■ **Objective**: From the line with "Excuse me, could I trouble you to find every gin" down to the final line of the material below, quote every line exactly and leave out all lines before it.

=== Material provided ===

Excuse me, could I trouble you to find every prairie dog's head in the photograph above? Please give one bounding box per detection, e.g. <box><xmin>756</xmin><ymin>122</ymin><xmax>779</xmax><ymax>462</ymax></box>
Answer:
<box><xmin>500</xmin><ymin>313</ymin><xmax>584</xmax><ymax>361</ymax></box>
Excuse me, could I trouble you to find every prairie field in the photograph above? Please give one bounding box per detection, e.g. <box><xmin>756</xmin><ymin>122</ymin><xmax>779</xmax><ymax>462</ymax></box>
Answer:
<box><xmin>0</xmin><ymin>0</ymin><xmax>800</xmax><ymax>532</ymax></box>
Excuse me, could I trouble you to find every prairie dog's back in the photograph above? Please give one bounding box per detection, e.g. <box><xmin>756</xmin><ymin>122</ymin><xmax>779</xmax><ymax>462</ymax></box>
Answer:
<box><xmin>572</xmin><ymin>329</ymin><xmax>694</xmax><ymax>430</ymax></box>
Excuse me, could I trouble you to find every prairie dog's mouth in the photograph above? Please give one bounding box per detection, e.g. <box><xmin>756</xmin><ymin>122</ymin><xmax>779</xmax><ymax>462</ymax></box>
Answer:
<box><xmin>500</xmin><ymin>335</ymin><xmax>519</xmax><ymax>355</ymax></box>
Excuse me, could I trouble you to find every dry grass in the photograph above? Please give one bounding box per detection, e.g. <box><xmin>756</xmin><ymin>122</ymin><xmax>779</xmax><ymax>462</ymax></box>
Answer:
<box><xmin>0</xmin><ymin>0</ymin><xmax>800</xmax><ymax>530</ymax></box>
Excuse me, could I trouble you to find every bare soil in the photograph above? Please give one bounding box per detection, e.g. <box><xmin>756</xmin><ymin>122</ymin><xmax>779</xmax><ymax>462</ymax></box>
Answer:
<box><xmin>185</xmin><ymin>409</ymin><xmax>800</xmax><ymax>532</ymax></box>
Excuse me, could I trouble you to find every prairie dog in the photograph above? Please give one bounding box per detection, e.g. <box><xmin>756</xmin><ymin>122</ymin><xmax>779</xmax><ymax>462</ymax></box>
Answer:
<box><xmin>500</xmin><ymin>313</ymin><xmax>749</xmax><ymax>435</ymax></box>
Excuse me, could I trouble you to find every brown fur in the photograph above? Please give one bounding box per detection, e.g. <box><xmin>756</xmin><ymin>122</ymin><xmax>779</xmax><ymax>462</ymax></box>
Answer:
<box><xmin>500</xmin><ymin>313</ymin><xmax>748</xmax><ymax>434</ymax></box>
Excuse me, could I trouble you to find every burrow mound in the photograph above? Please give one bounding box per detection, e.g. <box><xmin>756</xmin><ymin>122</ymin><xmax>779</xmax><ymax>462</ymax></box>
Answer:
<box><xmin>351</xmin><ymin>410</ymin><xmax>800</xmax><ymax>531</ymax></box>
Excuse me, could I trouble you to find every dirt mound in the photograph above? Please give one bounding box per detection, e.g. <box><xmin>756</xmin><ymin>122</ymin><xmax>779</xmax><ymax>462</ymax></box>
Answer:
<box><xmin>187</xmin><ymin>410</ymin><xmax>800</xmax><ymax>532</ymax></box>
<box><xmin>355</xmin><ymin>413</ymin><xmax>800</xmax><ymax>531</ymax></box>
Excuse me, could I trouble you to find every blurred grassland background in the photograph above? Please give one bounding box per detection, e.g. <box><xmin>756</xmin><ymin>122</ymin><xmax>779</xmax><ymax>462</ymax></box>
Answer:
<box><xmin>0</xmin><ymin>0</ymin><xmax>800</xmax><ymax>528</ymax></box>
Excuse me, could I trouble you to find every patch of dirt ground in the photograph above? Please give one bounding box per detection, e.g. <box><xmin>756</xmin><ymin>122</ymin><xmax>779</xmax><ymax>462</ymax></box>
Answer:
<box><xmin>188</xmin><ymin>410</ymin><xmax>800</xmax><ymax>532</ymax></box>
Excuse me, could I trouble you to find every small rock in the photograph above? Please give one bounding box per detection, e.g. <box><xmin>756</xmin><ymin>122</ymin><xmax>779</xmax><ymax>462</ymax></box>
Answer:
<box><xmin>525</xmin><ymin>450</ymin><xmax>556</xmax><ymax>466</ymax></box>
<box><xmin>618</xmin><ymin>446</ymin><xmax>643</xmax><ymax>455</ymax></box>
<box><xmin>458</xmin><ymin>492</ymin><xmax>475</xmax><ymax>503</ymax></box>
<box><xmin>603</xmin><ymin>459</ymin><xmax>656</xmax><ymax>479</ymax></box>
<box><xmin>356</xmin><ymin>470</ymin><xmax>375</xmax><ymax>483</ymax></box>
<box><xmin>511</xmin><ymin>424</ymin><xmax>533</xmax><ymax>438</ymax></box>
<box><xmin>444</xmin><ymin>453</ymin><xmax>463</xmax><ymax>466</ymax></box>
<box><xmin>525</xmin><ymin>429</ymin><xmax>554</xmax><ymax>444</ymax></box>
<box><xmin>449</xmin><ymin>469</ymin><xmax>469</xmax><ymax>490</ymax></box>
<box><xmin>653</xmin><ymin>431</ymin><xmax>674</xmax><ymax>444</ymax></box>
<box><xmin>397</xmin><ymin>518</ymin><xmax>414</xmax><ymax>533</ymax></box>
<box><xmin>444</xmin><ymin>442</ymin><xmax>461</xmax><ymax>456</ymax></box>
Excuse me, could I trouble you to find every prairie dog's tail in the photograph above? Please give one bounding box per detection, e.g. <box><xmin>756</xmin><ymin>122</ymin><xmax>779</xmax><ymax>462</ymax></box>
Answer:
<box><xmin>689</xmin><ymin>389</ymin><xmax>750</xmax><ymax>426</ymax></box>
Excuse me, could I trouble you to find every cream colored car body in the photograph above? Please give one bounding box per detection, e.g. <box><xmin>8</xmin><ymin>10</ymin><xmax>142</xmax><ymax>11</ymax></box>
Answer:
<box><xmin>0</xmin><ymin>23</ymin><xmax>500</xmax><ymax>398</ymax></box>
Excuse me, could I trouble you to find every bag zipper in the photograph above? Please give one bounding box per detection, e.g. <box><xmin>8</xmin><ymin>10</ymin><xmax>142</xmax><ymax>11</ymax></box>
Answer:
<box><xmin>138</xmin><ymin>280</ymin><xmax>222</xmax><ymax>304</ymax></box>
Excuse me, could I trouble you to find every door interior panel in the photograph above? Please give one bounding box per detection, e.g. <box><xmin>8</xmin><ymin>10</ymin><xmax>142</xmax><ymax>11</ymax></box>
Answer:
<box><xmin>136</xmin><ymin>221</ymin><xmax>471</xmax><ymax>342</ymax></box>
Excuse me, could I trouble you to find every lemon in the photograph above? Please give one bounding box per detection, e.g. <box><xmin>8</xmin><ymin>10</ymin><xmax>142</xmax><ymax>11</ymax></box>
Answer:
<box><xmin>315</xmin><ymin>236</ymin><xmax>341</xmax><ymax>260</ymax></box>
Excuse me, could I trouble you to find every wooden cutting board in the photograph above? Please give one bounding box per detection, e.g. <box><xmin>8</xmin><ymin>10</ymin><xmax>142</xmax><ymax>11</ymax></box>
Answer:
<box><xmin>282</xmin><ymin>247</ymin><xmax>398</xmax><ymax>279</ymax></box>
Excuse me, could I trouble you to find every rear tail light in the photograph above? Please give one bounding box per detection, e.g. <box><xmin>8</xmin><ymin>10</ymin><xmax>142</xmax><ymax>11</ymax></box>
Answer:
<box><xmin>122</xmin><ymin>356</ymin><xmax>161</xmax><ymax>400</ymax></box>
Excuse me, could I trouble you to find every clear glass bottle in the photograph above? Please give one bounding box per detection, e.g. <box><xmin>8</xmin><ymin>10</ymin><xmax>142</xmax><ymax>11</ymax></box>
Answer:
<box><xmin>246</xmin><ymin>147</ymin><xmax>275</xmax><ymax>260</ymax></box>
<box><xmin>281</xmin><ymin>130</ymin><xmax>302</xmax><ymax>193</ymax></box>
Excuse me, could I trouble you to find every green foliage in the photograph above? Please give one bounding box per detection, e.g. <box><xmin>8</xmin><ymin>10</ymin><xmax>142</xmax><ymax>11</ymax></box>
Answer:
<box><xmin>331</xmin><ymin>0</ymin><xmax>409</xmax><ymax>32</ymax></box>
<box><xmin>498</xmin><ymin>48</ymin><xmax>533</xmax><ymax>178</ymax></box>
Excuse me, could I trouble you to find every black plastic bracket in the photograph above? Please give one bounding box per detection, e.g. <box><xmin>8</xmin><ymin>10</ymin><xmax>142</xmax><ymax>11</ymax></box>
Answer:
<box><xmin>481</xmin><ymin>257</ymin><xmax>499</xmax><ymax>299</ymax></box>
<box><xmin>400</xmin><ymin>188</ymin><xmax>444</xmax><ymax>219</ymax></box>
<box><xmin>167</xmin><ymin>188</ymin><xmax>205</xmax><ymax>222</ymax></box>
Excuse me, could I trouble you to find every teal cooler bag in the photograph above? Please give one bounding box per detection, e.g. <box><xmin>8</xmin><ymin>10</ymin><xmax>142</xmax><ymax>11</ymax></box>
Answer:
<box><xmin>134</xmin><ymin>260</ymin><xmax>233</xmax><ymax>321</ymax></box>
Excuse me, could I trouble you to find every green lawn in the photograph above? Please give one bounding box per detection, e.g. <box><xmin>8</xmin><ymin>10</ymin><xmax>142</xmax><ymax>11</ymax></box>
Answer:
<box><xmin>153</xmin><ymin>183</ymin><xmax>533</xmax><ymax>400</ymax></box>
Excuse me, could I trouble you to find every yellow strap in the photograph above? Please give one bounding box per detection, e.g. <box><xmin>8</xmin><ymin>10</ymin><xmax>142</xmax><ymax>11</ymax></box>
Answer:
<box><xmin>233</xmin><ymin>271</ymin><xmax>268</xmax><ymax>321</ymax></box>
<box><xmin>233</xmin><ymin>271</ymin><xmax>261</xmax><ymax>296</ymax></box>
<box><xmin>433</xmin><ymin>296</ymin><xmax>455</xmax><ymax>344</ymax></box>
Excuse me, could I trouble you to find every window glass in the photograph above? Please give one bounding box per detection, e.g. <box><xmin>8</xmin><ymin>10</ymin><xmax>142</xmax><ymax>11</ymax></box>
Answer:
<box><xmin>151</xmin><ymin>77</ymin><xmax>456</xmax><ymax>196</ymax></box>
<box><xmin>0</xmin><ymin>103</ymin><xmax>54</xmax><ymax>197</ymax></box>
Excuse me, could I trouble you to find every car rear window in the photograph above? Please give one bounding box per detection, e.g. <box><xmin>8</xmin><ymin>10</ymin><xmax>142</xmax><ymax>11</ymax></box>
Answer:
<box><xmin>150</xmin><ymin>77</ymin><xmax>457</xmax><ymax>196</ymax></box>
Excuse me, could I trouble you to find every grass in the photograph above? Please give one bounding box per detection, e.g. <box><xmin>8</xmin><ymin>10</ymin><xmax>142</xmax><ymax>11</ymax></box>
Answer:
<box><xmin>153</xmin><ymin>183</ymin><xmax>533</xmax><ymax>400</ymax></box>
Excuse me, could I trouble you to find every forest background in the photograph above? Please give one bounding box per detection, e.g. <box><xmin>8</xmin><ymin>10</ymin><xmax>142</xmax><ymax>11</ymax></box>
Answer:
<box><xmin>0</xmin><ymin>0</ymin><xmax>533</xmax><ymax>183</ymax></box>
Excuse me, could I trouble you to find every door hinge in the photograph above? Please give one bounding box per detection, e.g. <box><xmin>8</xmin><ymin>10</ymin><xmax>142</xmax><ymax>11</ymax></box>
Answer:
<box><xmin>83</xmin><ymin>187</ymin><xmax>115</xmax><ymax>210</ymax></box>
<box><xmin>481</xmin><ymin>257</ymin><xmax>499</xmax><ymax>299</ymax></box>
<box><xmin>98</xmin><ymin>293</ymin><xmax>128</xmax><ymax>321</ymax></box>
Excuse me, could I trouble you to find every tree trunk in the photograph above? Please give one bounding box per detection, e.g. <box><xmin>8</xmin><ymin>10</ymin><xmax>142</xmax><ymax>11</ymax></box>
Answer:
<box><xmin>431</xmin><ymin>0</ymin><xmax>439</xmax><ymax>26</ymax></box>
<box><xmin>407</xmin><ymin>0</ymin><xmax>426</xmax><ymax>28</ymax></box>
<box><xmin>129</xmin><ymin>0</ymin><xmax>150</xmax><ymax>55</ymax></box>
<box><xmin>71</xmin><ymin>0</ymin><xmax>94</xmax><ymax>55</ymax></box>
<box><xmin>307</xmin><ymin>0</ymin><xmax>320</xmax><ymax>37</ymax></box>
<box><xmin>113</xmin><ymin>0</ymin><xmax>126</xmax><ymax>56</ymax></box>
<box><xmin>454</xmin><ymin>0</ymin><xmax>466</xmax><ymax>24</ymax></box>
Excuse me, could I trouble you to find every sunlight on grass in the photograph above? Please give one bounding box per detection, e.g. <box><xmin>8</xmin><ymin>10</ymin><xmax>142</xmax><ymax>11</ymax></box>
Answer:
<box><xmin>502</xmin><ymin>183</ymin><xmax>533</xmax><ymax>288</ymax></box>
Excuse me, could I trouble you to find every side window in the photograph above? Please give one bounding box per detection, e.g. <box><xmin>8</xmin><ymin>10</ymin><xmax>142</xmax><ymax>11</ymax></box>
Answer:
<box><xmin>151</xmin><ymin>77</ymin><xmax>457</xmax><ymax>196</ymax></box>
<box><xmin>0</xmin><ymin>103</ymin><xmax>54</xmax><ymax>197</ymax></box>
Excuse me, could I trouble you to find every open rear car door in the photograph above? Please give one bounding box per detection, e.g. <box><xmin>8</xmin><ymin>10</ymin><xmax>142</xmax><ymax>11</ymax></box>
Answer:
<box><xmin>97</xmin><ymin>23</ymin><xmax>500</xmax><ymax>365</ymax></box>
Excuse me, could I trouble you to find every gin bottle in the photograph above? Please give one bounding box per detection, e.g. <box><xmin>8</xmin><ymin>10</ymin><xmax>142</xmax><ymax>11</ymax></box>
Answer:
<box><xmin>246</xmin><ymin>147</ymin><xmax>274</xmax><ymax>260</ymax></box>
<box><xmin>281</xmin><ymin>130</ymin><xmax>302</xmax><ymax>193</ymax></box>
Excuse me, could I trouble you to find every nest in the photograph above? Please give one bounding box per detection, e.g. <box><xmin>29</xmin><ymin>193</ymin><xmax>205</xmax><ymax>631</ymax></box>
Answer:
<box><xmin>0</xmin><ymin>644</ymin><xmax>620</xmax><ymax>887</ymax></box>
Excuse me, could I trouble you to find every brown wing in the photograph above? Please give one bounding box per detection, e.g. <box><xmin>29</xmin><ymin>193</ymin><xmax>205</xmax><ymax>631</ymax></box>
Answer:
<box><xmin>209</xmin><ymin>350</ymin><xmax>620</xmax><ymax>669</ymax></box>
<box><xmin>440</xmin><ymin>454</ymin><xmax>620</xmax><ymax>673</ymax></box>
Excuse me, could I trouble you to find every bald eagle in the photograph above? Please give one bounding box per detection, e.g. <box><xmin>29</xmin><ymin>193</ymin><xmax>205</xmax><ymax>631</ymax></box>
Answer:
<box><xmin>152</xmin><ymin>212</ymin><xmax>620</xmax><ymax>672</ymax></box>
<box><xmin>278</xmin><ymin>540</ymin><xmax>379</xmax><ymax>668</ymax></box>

===

■ **Reply to the exercise**:
Excuse me, could I trouble you to find every gin bottle in the photograph above? Please give one bounding box per detection, e.g. <box><xmin>8</xmin><ymin>10</ymin><xmax>142</xmax><ymax>11</ymax></box>
Answer:
<box><xmin>246</xmin><ymin>147</ymin><xmax>274</xmax><ymax>260</ymax></box>
<box><xmin>281</xmin><ymin>130</ymin><xmax>302</xmax><ymax>193</ymax></box>
Excuse me, could I trouble you to find every nest in the photograph above? Please give one bounding box per detection, e.g. <box><xmin>29</xmin><ymin>193</ymin><xmax>205</xmax><ymax>631</ymax></box>
Answer:
<box><xmin>0</xmin><ymin>644</ymin><xmax>620</xmax><ymax>887</ymax></box>
Excuse me, could I trouble you to find every brown wing in the photograph above? Please give one bounding box per detection, e.g. <box><xmin>29</xmin><ymin>193</ymin><xmax>205</xmax><ymax>631</ymax></box>
Answer:
<box><xmin>209</xmin><ymin>350</ymin><xmax>620</xmax><ymax>669</ymax></box>
<box><xmin>440</xmin><ymin>454</ymin><xmax>620</xmax><ymax>673</ymax></box>
Excuse me, could I trouble you to find every bald eagle in the photograph above? Please give one bounding box per detection, e.g. <box><xmin>29</xmin><ymin>193</ymin><xmax>205</xmax><ymax>631</ymax></box>
Answer:
<box><xmin>152</xmin><ymin>212</ymin><xmax>620</xmax><ymax>672</ymax></box>
<box><xmin>278</xmin><ymin>540</ymin><xmax>379</xmax><ymax>668</ymax></box>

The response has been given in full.